▶ _Given problem_
Copy exactly the lines from the one containing "Where can the tiled" through the last line of the records, both included, and nothing more.

▶ _Records supplied_
□ □ □ □
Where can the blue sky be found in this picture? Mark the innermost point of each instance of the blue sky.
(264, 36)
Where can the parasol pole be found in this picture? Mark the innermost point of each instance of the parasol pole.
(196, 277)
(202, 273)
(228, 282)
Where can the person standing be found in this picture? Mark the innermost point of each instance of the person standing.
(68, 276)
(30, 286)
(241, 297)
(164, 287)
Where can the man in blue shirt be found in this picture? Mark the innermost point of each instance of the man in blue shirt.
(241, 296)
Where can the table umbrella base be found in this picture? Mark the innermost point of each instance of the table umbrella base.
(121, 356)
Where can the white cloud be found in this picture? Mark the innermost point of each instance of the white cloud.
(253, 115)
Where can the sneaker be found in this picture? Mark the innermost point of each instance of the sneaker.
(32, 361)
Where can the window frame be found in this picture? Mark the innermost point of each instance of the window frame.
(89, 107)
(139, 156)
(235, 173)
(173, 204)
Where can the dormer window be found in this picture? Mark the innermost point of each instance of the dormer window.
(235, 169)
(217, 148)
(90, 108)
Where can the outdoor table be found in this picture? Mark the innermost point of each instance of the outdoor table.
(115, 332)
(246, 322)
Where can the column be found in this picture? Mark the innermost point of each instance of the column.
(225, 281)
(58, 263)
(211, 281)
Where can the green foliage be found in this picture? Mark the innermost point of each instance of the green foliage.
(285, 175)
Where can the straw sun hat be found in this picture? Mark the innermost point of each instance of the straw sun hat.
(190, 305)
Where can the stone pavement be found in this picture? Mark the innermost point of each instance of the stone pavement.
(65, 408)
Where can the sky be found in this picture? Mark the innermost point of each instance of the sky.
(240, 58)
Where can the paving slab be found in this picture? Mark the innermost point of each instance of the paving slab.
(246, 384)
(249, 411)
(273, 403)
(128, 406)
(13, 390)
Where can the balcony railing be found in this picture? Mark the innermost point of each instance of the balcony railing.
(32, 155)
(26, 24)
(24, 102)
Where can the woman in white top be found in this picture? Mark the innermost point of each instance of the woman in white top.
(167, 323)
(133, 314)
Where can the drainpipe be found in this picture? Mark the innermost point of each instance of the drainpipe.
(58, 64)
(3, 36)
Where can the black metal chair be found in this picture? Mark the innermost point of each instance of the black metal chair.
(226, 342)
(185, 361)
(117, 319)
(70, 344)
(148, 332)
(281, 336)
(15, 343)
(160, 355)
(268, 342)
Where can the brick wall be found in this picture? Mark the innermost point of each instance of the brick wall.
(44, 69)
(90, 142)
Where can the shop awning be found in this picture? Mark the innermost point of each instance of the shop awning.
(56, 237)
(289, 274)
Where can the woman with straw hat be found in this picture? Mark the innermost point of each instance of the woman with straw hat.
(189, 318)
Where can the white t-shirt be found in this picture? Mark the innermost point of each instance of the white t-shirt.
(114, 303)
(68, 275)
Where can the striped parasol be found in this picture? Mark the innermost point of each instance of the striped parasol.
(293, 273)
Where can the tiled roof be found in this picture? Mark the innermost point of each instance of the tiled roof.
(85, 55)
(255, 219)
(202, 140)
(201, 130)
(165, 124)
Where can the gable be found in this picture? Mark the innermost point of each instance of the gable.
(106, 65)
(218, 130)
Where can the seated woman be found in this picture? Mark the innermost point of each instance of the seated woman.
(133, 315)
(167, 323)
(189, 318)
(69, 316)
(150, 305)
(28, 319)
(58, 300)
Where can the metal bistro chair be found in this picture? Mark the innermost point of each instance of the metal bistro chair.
□ □ □ □
▶ _Task solution_
Where can the tiled roof be found in this picture? Mark the innermost point of each instance of the tiled roof.
(85, 55)
(255, 219)
(202, 140)
(201, 130)
(165, 124)
Where can the gable be found in this picture? Mark the innermost point of each instance of the gable.
(106, 65)
(218, 130)
Where can the seated woman be found in this picture? Mark the innermost point of each instance of the seated woman.
(133, 315)
(167, 323)
(189, 318)
(69, 316)
(150, 305)
(28, 319)
(58, 300)
Where can the metal bistro chair be found in this picture? Mark the innermost point of each instance of the metal bistro chair.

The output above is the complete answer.